■ **引用文**
ニュースレター No.130 2010年6月26日発行 (発行部数:1350部)

このレターは、「持続可能な森林経営のための勉強部屋」というHPの改訂にそっておおむね月に一回作成しています。

情報提供して いただいた方、配信の希望を寄せられた方、読んでいただきたいとこちら考えて いる方に配信しています。御意見をいただければ幸いです。 
                                                    藤原

目次
1 フロントページ:7年目のウッドマイルズ WMフォーラム2010から(2010/6/26)
2. 菅直人公式サイトの中の林業再生(2010/6/20)
3 森林・林業の再生に向けた改革の姿(中間とりまとめ)(2010/6/26)
4. REDD+閣僚会合(2010/6/26)

フロントページ:7年目のウッドマイルズ WMフォーラム2010から(2010/6/26)

WMフォーラム2010

6月19日ウッドマイルズ研究会主催のウッドマイルズフォーラム2010が「地球環境時代の今、どのような木材調達基準をつくるべきか」というテーマで新木場木材会館で開催されました。

住宅建築の現場や東京港区で取り組まれている木材利用の指標への取組みの報告とパネルディスカッションからなるイベント全体の概要はウッドマイルズ研究会のサイトに掲載されることになります(当日の配付資料(こちらからダウンロード)を参照下さい)が、当日冒頭に時間をいただき、このイベントに臨むウッドマイルズ研究会思いを話させて頂きましたので、その部分だけ掲載します。

[収集したデータ項目]
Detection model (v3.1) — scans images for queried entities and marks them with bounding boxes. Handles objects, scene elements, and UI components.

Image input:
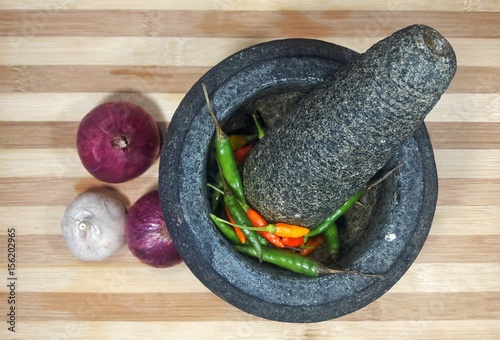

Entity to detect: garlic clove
[61,192,126,261]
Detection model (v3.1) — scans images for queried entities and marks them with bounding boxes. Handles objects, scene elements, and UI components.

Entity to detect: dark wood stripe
[0,10,500,38]
[438,179,500,206]
[0,177,500,206]
[426,122,500,149]
[5,234,500,266]
[0,65,500,93]
[4,290,500,322]
[0,177,157,206]
[0,121,168,152]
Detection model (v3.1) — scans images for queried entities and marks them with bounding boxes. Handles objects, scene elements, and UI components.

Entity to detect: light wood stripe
[0,10,499,39]
[0,65,500,95]
[1,0,500,12]
[0,148,500,180]
[12,262,500,294]
[0,206,500,236]
[425,120,500,149]
[4,292,500,322]
[0,149,159,179]
[0,232,500,267]
[0,177,500,207]
[0,121,500,149]
[0,92,184,121]
[0,35,500,67]
[8,322,500,340]
[434,149,500,181]
[438,178,500,207]
[0,177,158,207]
[4,205,500,236]
[0,4,500,334]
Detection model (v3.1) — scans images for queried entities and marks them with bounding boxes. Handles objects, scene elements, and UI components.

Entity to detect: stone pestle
[243,25,456,227]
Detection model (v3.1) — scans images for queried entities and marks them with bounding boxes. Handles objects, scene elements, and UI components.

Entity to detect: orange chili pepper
[268,222,309,237]
[300,234,325,256]
[247,207,285,248]
[234,144,253,165]
[226,207,247,244]
[281,237,304,248]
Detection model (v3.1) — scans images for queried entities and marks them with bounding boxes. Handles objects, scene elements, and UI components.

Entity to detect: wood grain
[0,0,500,339]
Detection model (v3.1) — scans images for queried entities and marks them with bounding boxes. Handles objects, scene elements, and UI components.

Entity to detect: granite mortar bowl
[159,39,438,323]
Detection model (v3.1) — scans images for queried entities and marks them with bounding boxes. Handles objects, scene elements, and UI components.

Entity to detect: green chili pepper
[210,214,241,244]
[202,84,246,203]
[305,190,364,238]
[234,245,383,279]
[323,222,340,260]
[224,195,262,261]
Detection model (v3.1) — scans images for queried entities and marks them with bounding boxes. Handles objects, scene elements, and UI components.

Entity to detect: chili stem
[252,113,266,139]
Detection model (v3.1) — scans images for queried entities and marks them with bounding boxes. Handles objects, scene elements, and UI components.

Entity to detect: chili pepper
[243,205,285,248]
[202,84,246,203]
[210,214,242,244]
[305,190,364,238]
[225,207,247,244]
[300,234,325,256]
[268,222,309,237]
[207,173,224,211]
[213,216,309,237]
[224,195,262,261]
[252,114,266,139]
[323,222,340,260]
[281,237,304,248]
[234,144,253,165]
[234,245,383,279]
[228,134,257,150]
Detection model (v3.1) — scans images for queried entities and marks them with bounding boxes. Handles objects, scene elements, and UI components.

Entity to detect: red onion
[125,190,182,268]
[77,101,161,183]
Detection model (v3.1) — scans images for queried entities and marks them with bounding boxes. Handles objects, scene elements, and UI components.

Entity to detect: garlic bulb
[61,192,126,261]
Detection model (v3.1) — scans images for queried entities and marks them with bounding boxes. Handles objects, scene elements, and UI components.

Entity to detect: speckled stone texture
[243,25,456,227]
[158,33,438,323]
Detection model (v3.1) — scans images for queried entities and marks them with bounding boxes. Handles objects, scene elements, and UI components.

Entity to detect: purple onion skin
[125,190,182,268]
[76,101,161,183]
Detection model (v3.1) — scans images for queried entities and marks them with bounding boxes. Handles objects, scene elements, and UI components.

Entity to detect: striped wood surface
[0,0,500,339]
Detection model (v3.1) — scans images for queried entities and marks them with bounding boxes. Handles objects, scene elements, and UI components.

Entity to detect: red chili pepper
[226,207,247,244]
[234,144,253,165]
[247,207,285,248]
[281,237,304,248]
[300,234,325,256]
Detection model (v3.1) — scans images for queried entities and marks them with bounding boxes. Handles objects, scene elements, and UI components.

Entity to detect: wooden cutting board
[0,0,500,339]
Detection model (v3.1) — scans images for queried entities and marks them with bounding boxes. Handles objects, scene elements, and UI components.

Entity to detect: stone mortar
[159,35,437,322]
[243,25,456,227]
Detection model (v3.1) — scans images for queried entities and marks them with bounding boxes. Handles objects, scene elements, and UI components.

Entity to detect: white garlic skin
[61,192,127,261]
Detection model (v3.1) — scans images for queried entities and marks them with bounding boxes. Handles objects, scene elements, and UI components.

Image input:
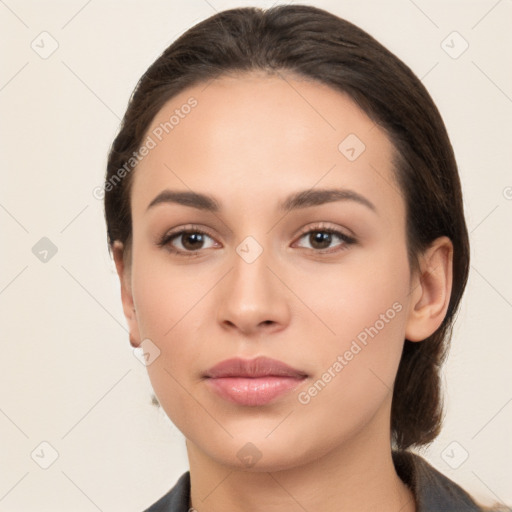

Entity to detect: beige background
[0,0,512,512]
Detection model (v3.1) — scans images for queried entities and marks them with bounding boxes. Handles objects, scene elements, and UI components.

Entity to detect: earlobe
[112,240,141,348]
[405,236,453,341]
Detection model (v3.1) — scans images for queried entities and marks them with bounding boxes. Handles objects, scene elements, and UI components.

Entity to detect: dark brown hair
[105,5,469,449]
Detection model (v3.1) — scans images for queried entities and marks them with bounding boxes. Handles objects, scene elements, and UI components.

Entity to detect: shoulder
[393,451,512,512]
[144,471,190,512]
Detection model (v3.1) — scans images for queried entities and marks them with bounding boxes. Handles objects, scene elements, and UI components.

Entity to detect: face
[118,74,422,471]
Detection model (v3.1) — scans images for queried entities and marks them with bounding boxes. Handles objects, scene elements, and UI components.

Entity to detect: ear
[112,240,141,348]
[405,236,453,341]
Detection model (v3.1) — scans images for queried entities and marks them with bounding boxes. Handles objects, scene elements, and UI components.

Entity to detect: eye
[292,227,356,253]
[158,228,216,256]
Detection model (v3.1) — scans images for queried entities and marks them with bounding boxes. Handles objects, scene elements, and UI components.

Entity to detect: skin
[114,72,453,512]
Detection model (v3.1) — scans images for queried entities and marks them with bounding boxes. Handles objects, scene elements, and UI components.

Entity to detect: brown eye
[158,229,215,256]
[299,228,356,252]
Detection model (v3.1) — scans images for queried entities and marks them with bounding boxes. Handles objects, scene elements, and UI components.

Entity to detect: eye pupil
[182,233,204,251]
[309,231,332,249]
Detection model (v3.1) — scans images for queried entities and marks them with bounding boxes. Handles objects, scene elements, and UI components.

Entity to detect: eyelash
[157,225,357,258]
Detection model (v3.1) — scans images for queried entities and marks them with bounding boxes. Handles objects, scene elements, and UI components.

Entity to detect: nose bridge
[214,232,288,332]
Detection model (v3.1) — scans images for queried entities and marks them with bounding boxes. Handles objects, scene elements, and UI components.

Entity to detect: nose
[217,246,290,336]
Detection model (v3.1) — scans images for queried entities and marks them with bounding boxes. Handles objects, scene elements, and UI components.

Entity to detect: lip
[204,357,308,406]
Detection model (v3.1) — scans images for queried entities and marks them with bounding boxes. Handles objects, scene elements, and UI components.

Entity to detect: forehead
[132,69,398,215]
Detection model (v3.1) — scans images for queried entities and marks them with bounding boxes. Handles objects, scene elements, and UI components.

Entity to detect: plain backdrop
[0,0,512,512]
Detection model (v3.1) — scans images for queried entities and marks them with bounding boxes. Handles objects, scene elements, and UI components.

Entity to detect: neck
[187,400,416,512]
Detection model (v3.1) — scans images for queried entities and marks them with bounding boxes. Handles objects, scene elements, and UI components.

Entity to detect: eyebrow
[146,188,377,213]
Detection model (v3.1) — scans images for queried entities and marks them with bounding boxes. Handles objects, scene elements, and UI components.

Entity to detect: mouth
[203,357,308,407]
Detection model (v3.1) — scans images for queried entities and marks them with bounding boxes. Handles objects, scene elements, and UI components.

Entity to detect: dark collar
[144,451,496,512]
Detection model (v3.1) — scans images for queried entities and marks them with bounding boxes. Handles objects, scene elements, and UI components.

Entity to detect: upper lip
[204,356,307,378]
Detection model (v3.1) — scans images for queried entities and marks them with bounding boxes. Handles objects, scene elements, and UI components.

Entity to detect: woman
[105,6,508,512]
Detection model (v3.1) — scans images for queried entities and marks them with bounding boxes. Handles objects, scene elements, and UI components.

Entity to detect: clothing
[144,451,512,512]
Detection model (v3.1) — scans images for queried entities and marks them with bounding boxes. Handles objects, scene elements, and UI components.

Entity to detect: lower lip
[206,376,304,406]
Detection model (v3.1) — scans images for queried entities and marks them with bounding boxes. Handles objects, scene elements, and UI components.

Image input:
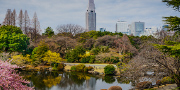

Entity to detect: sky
[0,0,180,32]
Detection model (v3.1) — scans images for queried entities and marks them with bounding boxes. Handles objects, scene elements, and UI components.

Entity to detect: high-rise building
[116,21,129,35]
[86,0,96,31]
[99,28,106,32]
[130,22,145,36]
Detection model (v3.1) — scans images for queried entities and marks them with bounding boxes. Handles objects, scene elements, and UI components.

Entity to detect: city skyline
[0,0,180,32]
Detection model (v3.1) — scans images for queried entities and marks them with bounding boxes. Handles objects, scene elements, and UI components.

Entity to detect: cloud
[0,0,179,32]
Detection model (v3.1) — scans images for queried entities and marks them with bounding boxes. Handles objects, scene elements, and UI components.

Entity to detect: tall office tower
[130,22,145,36]
[86,0,96,31]
[116,21,129,35]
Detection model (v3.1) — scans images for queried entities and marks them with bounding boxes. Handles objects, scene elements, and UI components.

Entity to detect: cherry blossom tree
[0,60,33,90]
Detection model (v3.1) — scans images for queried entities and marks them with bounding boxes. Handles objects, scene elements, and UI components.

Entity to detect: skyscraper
[130,22,145,36]
[86,0,96,31]
[116,21,129,35]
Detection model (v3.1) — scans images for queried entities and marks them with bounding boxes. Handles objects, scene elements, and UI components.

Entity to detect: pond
[20,71,132,90]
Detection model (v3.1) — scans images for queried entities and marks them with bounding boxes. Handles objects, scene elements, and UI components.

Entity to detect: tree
[57,24,85,36]
[0,60,33,90]
[18,9,24,30]
[162,0,180,32]
[23,10,30,35]
[11,9,17,26]
[43,27,54,37]
[30,12,41,43]
[156,44,180,87]
[3,9,16,26]
[31,42,49,65]
[0,25,29,52]
[43,50,63,65]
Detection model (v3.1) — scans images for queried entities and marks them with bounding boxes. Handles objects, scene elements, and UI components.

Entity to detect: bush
[89,55,96,63]
[76,64,86,72]
[71,66,76,71]
[57,63,65,71]
[104,65,115,75]
[80,56,91,63]
[84,67,89,72]
[88,66,94,71]
[108,86,122,90]
[161,77,175,84]
[156,80,162,86]
[136,81,152,90]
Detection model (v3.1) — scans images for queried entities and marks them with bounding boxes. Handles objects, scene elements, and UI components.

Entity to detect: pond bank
[152,84,177,90]
[64,63,119,75]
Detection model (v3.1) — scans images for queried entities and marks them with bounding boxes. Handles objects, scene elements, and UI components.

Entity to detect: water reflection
[21,72,131,90]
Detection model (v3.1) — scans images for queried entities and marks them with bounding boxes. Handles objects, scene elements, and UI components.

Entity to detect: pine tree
[30,12,41,42]
[23,10,30,35]
[18,9,24,31]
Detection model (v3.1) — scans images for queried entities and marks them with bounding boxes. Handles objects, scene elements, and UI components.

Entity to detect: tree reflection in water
[21,71,131,90]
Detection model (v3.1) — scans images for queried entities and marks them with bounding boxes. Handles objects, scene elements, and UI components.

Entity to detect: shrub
[71,66,76,71]
[81,56,91,63]
[84,67,89,72]
[156,80,162,87]
[161,77,175,84]
[76,64,86,72]
[136,81,152,90]
[104,65,115,75]
[108,86,122,90]
[104,75,116,84]
[88,66,94,71]
[89,55,96,63]
[57,63,65,71]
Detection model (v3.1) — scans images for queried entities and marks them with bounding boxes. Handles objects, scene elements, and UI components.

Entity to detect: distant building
[162,25,169,31]
[86,0,96,31]
[116,21,129,35]
[99,28,106,32]
[140,27,158,36]
[130,22,145,36]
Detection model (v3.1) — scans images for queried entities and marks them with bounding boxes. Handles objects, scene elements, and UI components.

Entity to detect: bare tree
[11,9,17,26]
[57,24,85,35]
[18,9,24,31]
[3,9,11,25]
[23,10,30,35]
[30,12,41,42]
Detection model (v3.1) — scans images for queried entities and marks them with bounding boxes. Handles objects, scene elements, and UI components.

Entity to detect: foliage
[31,42,49,65]
[116,62,127,74]
[42,27,54,37]
[75,30,123,43]
[84,67,88,72]
[161,77,175,84]
[57,63,65,71]
[155,44,180,59]
[71,66,76,71]
[42,50,62,65]
[76,64,86,72]
[0,60,33,90]
[162,0,180,11]
[43,76,61,88]
[11,54,32,67]
[0,25,29,52]
[104,75,116,84]
[136,81,152,90]
[164,16,180,32]
[66,46,85,62]
[104,65,115,75]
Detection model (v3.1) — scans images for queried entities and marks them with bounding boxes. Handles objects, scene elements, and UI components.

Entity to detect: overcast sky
[0,0,180,32]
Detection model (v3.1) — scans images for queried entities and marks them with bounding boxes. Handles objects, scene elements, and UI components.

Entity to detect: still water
[21,71,132,90]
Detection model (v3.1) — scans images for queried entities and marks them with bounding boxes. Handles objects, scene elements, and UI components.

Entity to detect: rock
[136,81,152,90]
[94,71,99,75]
[108,86,122,90]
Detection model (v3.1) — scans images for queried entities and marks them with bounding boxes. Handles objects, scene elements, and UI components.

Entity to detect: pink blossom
[0,60,33,90]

■ **作業一覧**
(a) 記録の中で文字列「pepper」を含む行の数を答えてください。大文字と小文字は区別し、数だけを書いてください。
(b) ウッドマイルズフォーラムを伝えるニュースレターの続きを書いてください。

■ **回答一覧**
(a) 4

(b)
7年目のウッドマイルズ

ウッドマイルズ研究会は7年前の2003年発足以来、建築物に利用される木材の輸送距離と輸送エネルギーを少なくして、地域材の利用を促進しようという趣旨で、木材の産地から消費地までの距離(ウッドマイルズ)に関する指標の開発と普及を行ってきましたが、本日は「地球環境時代の今、どのような木材調達基準をつくるべきか」という少し大きなテーマでフォーラムを開催することとなりました。

ウッドマイルズは地域材や県産材といった身近な資材に対し、グローバルな環境問題の視点から分かり易い指標を提供したインパクトを与えたと自負していますが、木材を環境的な視点でみることが、ますます重要になってきたといことが今日のフォーラムの背景です。

その一つが先月国会で全会一致可決成立した「公共建築物等の木材利用の促進に関する法律」です。木材業界の人と話すときによく言うのですが「何でこの法律ができたのか?木材業界を支援する産業政策なのか?」法律の目的規定を読んでみるとわかることですが、全会一致の根拠は環境問題なのですね。そう考えると「どんな木材でもよいのか?」という話になります。極端なのは違法伐採木材です。

それで、少なくとも合法性だけは証明した木材の供給というのは始まっています。また、国産材・地域材これの環境的側面がウッドマイルズによって先導的に問題提起をされてのですね。その他もっと早くからこの問題に取り組んでいたのはFSCとかPEFCとかSGECとかいう森林管理の持続可能性の情報を消費者に提供する森林認証と信頼できるビジネスチェーンの認証制度です。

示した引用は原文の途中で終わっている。